◆ **Position identification rows**
══════════

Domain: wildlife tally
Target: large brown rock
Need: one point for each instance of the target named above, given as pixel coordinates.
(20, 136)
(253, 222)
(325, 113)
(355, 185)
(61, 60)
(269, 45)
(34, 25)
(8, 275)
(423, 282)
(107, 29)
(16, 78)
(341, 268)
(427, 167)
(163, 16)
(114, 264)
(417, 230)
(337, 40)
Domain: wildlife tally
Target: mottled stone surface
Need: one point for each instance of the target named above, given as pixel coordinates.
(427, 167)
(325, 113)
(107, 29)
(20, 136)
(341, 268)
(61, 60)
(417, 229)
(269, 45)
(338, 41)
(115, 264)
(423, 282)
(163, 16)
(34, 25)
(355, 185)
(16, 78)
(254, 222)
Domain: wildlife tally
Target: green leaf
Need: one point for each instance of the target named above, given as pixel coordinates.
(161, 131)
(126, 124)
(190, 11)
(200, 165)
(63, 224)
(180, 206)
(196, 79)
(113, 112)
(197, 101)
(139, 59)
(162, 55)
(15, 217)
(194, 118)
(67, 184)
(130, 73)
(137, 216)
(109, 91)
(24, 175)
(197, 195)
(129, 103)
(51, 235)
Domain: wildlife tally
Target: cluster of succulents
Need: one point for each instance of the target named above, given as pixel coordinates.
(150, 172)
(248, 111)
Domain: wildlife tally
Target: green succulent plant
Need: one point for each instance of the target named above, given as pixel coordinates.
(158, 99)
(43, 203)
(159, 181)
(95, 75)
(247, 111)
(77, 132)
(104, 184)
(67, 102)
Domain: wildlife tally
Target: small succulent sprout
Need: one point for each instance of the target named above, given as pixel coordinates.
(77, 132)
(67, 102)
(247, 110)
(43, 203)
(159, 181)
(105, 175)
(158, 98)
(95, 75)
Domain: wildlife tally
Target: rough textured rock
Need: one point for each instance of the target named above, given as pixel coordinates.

══════════

State how many lines in the rows above contain the string "green", matching case exactly, and give only the number.

◆ **SOLUTION TO THIS EXERCISE**
2